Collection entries

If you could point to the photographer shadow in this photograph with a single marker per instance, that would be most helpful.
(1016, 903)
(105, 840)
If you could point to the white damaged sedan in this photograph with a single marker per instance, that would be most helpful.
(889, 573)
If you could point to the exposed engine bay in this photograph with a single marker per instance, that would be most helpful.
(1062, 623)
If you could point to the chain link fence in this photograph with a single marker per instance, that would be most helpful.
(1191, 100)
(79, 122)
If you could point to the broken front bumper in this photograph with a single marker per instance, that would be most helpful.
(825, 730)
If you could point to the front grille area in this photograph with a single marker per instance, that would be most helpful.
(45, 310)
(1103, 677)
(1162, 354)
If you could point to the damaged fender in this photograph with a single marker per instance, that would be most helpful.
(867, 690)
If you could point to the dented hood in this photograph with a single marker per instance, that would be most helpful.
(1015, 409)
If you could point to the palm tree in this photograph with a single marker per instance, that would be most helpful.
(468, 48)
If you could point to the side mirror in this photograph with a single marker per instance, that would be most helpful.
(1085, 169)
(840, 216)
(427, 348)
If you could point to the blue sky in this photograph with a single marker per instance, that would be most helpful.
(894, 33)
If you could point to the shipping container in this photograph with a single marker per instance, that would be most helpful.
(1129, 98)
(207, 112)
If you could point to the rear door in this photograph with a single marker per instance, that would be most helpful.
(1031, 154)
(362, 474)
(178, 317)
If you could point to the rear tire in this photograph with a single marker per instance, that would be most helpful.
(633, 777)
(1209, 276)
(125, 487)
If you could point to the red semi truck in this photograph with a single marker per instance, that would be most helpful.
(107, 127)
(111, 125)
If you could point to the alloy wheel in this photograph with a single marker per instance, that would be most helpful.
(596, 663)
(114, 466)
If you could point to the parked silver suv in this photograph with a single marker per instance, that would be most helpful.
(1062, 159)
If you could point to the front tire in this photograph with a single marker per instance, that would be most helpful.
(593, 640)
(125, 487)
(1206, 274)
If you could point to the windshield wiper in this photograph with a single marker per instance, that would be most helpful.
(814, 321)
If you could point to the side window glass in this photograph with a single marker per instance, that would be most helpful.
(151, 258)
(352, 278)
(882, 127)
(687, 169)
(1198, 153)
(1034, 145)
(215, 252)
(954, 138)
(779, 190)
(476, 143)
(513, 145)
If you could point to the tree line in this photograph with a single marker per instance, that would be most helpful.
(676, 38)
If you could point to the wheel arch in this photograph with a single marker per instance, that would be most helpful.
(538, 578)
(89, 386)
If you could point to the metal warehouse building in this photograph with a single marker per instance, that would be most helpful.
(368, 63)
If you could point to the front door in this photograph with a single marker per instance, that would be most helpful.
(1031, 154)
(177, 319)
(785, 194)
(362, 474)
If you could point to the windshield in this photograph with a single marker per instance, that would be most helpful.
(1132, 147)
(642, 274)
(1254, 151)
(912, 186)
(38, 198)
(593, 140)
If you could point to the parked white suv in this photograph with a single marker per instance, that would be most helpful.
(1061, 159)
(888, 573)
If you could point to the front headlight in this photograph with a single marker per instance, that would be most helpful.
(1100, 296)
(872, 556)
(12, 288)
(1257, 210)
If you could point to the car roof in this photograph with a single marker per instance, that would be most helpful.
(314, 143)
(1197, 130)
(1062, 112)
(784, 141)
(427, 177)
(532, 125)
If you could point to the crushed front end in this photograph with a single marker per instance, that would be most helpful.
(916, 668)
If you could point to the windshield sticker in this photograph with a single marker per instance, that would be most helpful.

■ Request:
Could you duplicate everything from the line containing "If you could point to the white" down to the line containing "(1062, 623)", both of those lines included, without changing a single character?

■ Completed task:
If you could point to the white damaged sedan in this photograph with a single marker per instance, that would be most helpful.
(889, 573)
If you could point to the exposed engine bay in this photograph with a single marker per instance, that would be most helpful.
(1062, 623)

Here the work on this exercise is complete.